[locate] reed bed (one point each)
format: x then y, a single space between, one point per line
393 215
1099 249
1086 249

==

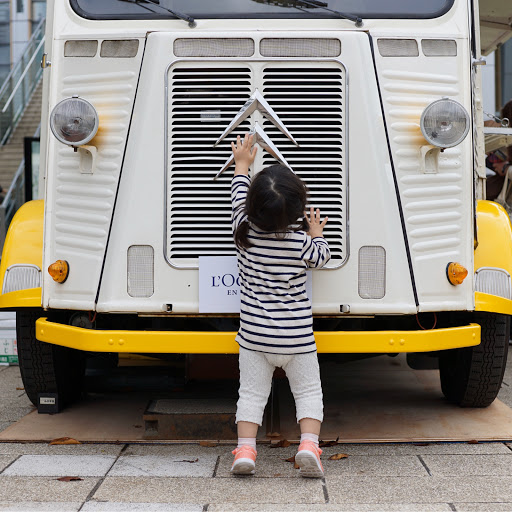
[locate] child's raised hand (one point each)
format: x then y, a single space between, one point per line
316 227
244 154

■ ASSIGNMENT: Among the records, find the lines that contain "locate" and copy each of them.

■ SOLUTION FOR THIS EXERCISE:
[locate] reed bed (one point each)
[locate] child's raised hand (one point each)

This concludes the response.